[start PROVIDED DATA]

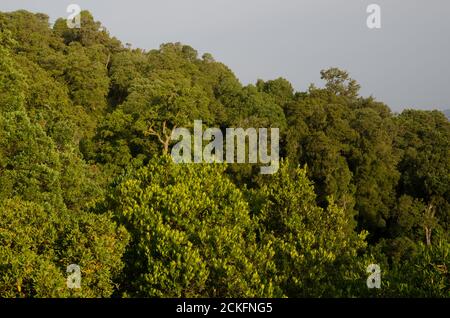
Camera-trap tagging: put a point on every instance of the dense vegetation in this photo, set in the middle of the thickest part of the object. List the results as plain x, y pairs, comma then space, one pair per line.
85, 178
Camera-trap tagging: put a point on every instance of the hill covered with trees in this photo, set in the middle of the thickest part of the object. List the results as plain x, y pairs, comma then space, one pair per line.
85, 178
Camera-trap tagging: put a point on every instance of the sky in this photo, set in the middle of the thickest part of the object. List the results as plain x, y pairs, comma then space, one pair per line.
405, 63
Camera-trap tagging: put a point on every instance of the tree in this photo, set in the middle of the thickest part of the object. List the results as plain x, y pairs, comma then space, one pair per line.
192, 234
315, 249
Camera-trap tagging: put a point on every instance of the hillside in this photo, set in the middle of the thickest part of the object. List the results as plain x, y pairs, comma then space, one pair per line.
86, 177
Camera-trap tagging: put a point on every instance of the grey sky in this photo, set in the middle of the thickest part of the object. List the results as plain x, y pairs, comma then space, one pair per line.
406, 63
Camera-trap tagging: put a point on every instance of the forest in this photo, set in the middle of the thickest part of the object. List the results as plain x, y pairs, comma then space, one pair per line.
86, 178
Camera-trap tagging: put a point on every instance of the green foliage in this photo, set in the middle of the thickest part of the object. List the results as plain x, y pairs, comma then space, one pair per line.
84, 122
315, 248
192, 234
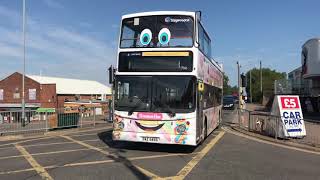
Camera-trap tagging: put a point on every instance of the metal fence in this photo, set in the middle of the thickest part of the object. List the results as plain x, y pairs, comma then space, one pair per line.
269, 125
11, 122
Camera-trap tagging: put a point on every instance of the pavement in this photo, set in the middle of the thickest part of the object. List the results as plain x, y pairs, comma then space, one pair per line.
91, 154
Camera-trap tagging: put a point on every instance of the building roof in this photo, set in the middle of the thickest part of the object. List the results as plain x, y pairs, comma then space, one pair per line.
73, 86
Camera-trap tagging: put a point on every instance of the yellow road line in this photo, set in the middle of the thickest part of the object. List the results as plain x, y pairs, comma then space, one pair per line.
49, 144
195, 160
36, 166
17, 171
144, 171
53, 135
46, 153
97, 162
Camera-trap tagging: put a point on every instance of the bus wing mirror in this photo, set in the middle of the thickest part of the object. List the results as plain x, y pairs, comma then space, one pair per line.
201, 86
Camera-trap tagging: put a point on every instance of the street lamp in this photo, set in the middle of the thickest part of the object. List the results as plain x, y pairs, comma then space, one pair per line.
24, 60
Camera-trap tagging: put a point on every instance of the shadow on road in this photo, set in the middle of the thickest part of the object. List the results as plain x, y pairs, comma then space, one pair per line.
121, 146
106, 137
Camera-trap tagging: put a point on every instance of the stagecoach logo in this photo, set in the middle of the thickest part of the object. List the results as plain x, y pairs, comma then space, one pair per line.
150, 139
169, 19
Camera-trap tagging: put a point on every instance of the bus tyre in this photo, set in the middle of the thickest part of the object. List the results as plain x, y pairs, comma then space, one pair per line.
219, 120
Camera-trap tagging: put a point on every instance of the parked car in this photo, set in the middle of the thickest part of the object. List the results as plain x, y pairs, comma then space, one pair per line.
228, 102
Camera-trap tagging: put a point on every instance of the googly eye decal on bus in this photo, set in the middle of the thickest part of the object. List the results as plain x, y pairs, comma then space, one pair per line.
164, 36
145, 37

[end PROVIDED DATA]

▶ TO BE DONE
Without the pictures, repeat the listing above exactly.

▶ FULL ANSWER
Camera-trap tagging: put a point on every instance of the dense vegetation in this photo, set in the middle of the thickest part of the object. List the results as plain x, y pairs, comma then space, one pair per line.
85, 178
Camera-trap tagging: put a point on every instance of the hill covered with trees in this photo, set in the middle of the thickest part of the object. List the results as plain x, y pairs, comma then space, one pair per line.
85, 178
Camera-trap tagging: put a point on every instance of the sky in this photo, set in the middle of the thickest part of the object. List the results as plain x, y pairs, comma then space, one pair per line.
405, 63
Camera-trap tagging: put a point on every instance of the tree in this photo, set in the middle of the thickest part of the object. List the results as plain x, y pairs, comma then space, one pair per line.
192, 234
315, 249
Camera-trap tagging: put a point on every instance of the hillside in this photo, set in the middle of the thickest part of the object. List the results as plain x, y pairs, comma then space, one pair per line.
86, 177
Camera-trap tagging: put a point on every instance of the grey sky in this photo, set in the middle of the thickest part of the object. List the results as plain x, y pairs, comma then space, one pair per line.
406, 63
Camera-trap tagging: put a point on every instance of the forest in this photo, set in the middle of the thickest part of the object. List the results as plain x, y pairs, comma then space, one pair per line.
86, 178
Camera-trap tagging: put a point on every instance of the green foliage in this photo, set in the middle of the thickest part of the object. List the results as plain x, y pairs, comma then space, one pair per line.
84, 122
315, 248
192, 234
Camera-trap tagging: put a point on every instance of the metal fence in this photo, set in the middle of the thickest part of the object. List the results as plain x, y pairs, comma then space, one pair per line.
269, 125
11, 122
Camera-trap tagging: put a point on every instance of the pavement in this photo, set in the middle of the thickest part of the object. List the results as plain x, y pairs, comma then space, one pair per line.
91, 154
Camera-trap tagging: put a point on every instance of the building roof in this photo, set in the middle of the thickest part of the object. List the results as plain x, y pairs, comma then space, one pair per line.
73, 86
Camera-trap tagging: put a point on every instance of the yellow road line in this photo, set in the middle of the thickest part of the object. List the results as plain x, y pairs, comma then space, one pair per line.
49, 144
195, 160
36, 166
17, 171
144, 171
53, 135
46, 153
97, 162
Camera-trap tagging: put a point on every instance of the bus wing mirror in this photo, set in the middle of the thickest part of the object. List the results as plain x, y pairs, comma then space, one pair per line.
201, 86
Camera-trap tagging: put a point on every instance of the street lamp in this photo, set in the middle of the thickest part of the object. List the results as plain x, y pairs, comma then space, one pair per line.
24, 60
Camera-trap tagging: put a point on every instance of the shadow on road in this photo, set in the middle of the thickest part of the object. List the results as plain x, y pairs, comma then space, one pair per line.
121, 146
106, 137
Camera-trap tagging: put a point on every instance of the stagecoach logo in this photo, set in the middle of the thickest part of the object. List the results as plain x, y pairs, comma then space, one pair per line.
150, 139
169, 19
Camera-trap tagging: put a point on every instance of the bus tyre in this photo, set in the middle of the thickest part of the object. List the results as plain x, y pairs, comma then space, one pair per line.
219, 120
Camera-trap tagging: put a point on every instance of the parked car in this photo, set in the middle of the thickest part of the object. List the results as plain x, y pairs, comma then space, one pair per line.
228, 102
Camera-trap tagging: put a point on every instance of the googly eye decal on bus in this photo, set in the middle of the thickest part of the object. List the results as plain x, y pairs, comma then space, one pair per line.
164, 36
145, 37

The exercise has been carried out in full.